--- Reading passage ---
== Segment start ==

Peripheral Artery Disease (PAD)

Peripheral Artery Disease (PAD)

Overview

Peripheral artery disease (PAD) is a disease in which plaque builds up in the arteries that carry blood to your head, organs, and limbs. Plaque is made up of fat, cholesterol, calcium, fibrous tissue, and other substances in the blood. When plaque builds up in the body's arteries, the condition is called atherosclerosis. Over time, plaque can harden and narrow the arteries. This limits the flow of oxygen-rich blood to your organs and other parts of your body.

PAD is sometimes called peripheral vascular disease (PVD), but PAD usually refers to the condition affecting the arteries in the legs.

 

Risks

The main risk factor for PAD is smoking. Other risk factors include older age and diseases like diabetes, high blood cholesterol, high blood pressure, heart disease and stroke, as well as obesity and inactivity.

You can find out your risk for PAD right now by taking our online PAD health risk assessment.

 

Symptoms

Many people who have PAD don't have any symptoms. If you have symptoms, they may include:

  • Pain, numbness, achiness, or heaviness in the leg muscles. This happens when walking or climbing stairs.
  • Weak or absent pulses in the legs or feet
  • Sores or wounds on the toes, feet or legs that heal slowly, poorly or not at all
  • A pale or bluish color to the skin
  • A lower temperature in one leg than the other leg
  • Poor nail growth on the toes and decreased hair growth on the legs
  • Erectile dysfunction, especially among men who have diabetes

Symptoms of severe PAD include:

  • Leg pain that does not go away when you stop exercising
  • Foot or toe wounds that won't heal or heal very slowly
  • Gangrene (dead tissue caused by an infection or lack of blood flow)
  • A decrease in the temperature of your lower leg or foot, compared to the other leg or to the rest of your body

 

 

Diagnosis

PAD diagnosis begins with a physical examination. Your healthcare provider will check for weak pulses in the legs. Your physical examination may include the following:

  • Ankle-brachial index (ABI) - This is a painless exam that compares the blood pressure in your feet to the blood pressure in your arms to determine how well your blood is flowing. This inexpensive test takes only a few minutes and can be performed by your healthcare professional as part of a routine exam. Normally, the ankle pressure is at least 90 percent of the arm pressure, but with severe narrowing it may be less than 50 percent.  

 

If an ABI reveals an abnormal ratio between the blood pressure of the ankle and arm, you may need more testing. Your doctor may recommend one of other tests in this list.

== Segment end ==

Saved entries
== Segment start ==

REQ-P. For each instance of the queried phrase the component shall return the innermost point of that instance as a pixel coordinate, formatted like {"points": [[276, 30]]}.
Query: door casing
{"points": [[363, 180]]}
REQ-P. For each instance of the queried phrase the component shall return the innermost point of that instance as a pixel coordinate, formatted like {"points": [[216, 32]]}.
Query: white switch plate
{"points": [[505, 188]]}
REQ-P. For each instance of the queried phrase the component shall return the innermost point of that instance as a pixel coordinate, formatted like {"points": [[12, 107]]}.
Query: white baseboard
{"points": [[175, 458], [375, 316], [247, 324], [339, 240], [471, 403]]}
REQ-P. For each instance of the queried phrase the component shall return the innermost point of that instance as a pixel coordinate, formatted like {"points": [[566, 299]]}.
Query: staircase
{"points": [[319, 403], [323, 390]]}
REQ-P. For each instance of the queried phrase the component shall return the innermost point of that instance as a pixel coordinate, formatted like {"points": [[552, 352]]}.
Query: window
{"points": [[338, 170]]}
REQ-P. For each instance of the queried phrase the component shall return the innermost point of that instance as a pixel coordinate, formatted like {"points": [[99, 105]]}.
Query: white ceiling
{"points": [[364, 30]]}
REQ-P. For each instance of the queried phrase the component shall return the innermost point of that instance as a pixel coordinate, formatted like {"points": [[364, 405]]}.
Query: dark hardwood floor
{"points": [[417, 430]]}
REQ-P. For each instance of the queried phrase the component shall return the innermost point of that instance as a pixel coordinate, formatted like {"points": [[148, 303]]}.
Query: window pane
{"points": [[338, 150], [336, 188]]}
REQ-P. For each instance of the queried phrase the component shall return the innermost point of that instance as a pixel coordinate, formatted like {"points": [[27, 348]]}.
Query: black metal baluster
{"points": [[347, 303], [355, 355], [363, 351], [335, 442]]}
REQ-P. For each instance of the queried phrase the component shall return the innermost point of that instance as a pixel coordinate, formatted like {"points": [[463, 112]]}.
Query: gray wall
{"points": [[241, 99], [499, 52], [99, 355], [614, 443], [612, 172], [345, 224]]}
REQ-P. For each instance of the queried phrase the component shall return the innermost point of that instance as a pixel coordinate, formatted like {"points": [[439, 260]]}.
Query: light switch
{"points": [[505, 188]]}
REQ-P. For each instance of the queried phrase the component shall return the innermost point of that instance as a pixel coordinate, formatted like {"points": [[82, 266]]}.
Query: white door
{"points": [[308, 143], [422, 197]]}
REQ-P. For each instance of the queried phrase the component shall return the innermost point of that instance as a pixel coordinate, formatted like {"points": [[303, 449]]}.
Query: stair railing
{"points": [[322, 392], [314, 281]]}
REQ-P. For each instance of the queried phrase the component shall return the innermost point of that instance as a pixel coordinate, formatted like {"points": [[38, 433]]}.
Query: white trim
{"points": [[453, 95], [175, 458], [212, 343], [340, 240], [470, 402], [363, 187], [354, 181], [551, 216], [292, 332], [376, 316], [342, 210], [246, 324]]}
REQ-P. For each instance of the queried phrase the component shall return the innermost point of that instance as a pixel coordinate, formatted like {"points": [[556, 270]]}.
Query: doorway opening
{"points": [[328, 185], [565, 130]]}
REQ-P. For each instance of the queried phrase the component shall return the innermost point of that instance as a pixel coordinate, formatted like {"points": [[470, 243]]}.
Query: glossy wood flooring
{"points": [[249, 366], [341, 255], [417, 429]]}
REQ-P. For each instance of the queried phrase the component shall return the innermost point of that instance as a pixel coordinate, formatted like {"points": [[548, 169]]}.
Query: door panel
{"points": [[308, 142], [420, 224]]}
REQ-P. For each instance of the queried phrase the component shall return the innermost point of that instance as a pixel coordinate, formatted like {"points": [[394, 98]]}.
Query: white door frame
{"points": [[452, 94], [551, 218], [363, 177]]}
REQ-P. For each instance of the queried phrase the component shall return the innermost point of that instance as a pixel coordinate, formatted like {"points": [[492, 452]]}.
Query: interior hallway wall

== Segment end ==

--- Work instruction A ---
Answer these questions from the peripheral artery disease page, one per line:
(i) What is the main risk factor for PAD?
(ii) What does the ankle-brachial index compare?
(iii) What substances make up plaque?
--- Work instruction B ---
Reproduce the part of the peripheral artery disease page starting with "The main risk" and going on through "or climbing stairs.".
--- Work instruction C ---
Supply the next part of the peripheral artery disease page, picking up after its last sentence.
The listing is separate material with no connection to the peripheral artery disease page.

--- Task result A ---
(i) Smoking.
(ii) The blood pressure in your feet to the blood pressure in your arms.
(iii) Fat, cholesterol, calcium, fibrous tissue, and other substances in the blood.

--- Task result B ---
The main risk factor for PAD is smoking. Other risk factors include older age and diseases like diabetes, high blood cholesterol, high blood pressure, heart disease and stroke, as well as obesity and inactivity.

You can find out your risk for PAD right now by taking our online PAD health risk assessment.

 

Symptoms

Many people who have PAD don't have any symptoms. If you have symptoms, they may include:

  • Pain, numbness, achiness, or heaviness in the leg muscles. This happens when walking or climbing stairs.

--- Task result C ---
  • Doppler and ultrasound (duplex) imaging - This is a noninvasive method that visualizes the artery with sound waves and measures the blood flow in an artery to indicate the presence of a blockage. 

  • Computed tomographic (CT) Angiography - This noninvasive test that can show the arteries in your abdomen, pelvis and legs. This test is particularly useful in patients with pacemakers or stents.

  • Magnetic resonance angiography (MRA) - This noninvasive test that gives information similar to that of a CT without using X-rays. 

  • Angiography - During an angiogram, a contrast agent (a safe chemical substance) is injected into the artery and X-rays are taken to show blood flow, arteries in the legs and to pinpoint any blockages that may be present.

 

Treatment

Treatment for PAD focuses ways to reduce your symptoms and prevent the disease from getting worse, including:

  • Lifestyle changes such as increasing physical activity (your doctor may recommend a supervised exercise program), a low-cholesterol diet, and quitting smoking
  • Medication to lower blood pressure, lower cholesterol or prevent blood clots

Our specialists will work with you to determine the best treatment plan, which could also include:

  • Angioplasty — a minimally invasive procedure in which a surgeon threads a balloon-tipped tube through arteries until it reaches the one that is blocked. The surgeon inflates the balloon, which compresses the plaque in the artery and widens the vessel.
  • Stenting — also minimally invasive and may be done at the same time as angioplasty. A stent is a small, metal mesh tube that a surgeon inserts through a catheter to prop open an artery.
  • Atherectomy — also minimally invasive, a procedure in which a device is inserted through a catheter into your arteries or veins. The device has a laser or cutting tip that cuts through the accumulated plaque and scrapes it from the artery or vein.
  • Bypass surgery — creates a new pathway for blood to flow by bypassing a blocked area in your vein or artery.
  • Hybrid open/endovascular procedures — combines traditional (open) surgery with advanced imaging technology.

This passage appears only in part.